**Stated exercise:** Write out exactly the lines from the one containing "If you could identify the fingers" through the last line of the records below, including both.

**Data to use:**
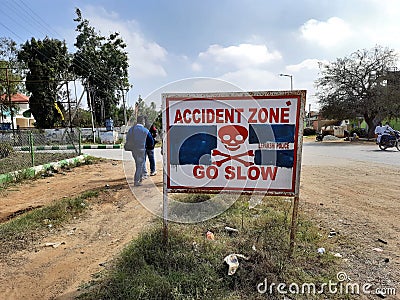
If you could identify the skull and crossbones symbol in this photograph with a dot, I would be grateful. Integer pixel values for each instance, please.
(233, 137)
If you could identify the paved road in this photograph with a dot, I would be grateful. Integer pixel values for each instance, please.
(314, 153)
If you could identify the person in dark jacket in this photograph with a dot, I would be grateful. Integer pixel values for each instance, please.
(138, 139)
(150, 155)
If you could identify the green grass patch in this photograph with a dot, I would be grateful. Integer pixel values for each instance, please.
(29, 224)
(190, 266)
(22, 160)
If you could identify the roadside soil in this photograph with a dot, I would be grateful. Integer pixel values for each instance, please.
(359, 202)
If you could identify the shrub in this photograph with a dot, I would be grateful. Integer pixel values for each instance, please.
(309, 131)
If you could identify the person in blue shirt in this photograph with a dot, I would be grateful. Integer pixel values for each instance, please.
(138, 139)
(150, 155)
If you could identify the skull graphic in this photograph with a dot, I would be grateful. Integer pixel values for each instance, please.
(233, 136)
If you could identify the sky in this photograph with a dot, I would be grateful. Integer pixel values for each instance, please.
(238, 44)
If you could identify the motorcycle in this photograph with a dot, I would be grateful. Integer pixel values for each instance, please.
(389, 141)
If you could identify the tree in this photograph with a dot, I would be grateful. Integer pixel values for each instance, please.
(358, 85)
(47, 61)
(11, 74)
(103, 65)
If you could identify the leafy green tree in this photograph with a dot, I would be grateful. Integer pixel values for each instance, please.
(82, 118)
(360, 85)
(47, 61)
(103, 65)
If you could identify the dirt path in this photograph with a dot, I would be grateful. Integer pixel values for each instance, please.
(338, 197)
(88, 242)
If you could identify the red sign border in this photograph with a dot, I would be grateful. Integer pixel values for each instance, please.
(299, 95)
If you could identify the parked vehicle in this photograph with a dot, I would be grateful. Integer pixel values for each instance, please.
(389, 141)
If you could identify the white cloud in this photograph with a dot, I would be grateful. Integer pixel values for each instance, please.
(326, 34)
(145, 57)
(241, 56)
(196, 67)
(308, 64)
(254, 79)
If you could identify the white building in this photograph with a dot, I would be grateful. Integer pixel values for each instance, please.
(19, 120)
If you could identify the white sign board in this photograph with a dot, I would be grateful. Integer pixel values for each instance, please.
(237, 142)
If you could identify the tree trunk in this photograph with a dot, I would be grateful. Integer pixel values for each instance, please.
(371, 125)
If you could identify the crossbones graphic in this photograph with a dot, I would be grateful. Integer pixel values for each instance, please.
(236, 157)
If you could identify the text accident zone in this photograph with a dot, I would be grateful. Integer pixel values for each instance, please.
(232, 142)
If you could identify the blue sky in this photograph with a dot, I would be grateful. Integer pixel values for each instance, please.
(246, 43)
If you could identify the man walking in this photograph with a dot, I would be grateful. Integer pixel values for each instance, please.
(137, 139)
(150, 154)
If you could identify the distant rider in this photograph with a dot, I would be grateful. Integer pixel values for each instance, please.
(379, 129)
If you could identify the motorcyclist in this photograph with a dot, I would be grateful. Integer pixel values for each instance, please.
(386, 131)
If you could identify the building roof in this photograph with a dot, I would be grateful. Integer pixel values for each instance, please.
(16, 98)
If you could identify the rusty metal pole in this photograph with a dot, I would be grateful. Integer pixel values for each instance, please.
(293, 227)
(296, 200)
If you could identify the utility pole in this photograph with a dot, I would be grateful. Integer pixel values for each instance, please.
(91, 110)
(124, 102)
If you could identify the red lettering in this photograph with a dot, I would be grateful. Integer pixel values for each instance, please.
(285, 115)
(198, 172)
(196, 119)
(229, 172)
(253, 112)
(253, 173)
(210, 116)
(240, 176)
(178, 116)
(212, 172)
(238, 114)
(263, 115)
(274, 115)
(186, 118)
(219, 115)
(268, 172)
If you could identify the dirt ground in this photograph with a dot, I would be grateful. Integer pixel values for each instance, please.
(365, 219)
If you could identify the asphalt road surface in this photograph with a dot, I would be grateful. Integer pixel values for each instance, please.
(314, 153)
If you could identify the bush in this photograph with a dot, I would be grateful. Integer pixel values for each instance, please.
(5, 150)
(361, 132)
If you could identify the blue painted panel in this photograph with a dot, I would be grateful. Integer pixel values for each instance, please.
(279, 158)
(192, 145)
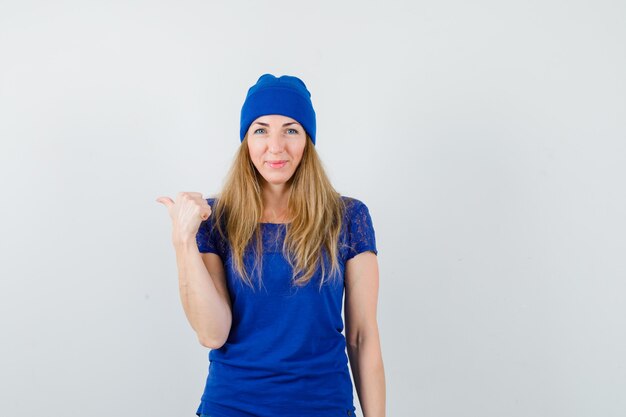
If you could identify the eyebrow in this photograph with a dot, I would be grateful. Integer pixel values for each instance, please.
(286, 124)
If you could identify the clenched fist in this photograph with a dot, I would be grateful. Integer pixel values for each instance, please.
(187, 212)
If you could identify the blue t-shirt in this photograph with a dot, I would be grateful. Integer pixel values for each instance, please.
(285, 354)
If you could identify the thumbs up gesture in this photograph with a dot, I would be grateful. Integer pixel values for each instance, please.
(187, 212)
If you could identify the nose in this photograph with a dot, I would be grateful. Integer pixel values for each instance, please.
(276, 142)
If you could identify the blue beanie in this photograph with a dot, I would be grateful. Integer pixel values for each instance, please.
(286, 95)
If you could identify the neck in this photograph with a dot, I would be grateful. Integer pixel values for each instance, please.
(275, 201)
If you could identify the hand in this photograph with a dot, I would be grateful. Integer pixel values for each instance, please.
(187, 212)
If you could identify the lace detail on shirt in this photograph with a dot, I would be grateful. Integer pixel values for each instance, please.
(360, 235)
(357, 234)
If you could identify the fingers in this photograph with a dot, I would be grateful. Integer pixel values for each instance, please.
(166, 201)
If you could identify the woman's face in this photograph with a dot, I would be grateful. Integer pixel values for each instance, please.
(276, 144)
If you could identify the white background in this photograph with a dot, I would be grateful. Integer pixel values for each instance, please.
(487, 139)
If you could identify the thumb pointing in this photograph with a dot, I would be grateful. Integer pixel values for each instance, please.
(166, 201)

**Output below:**
If you could identify the fingers in this photograph with a dot, I would be grateful. Integer pixel values for each instance, please.
(166, 201)
If you could identify the woman's face in this photograph with a dot, I would be grateful. Integer pixel values for each instance, please.
(276, 144)
If you could identify the white background in this photograph with a dot, I would be grateful. Integer pixel values for each instance, please.
(487, 139)
If you could identify the thumb pointing in this photograph with a dot, I would be grateful. Integer pixel values for each instance, please.
(166, 201)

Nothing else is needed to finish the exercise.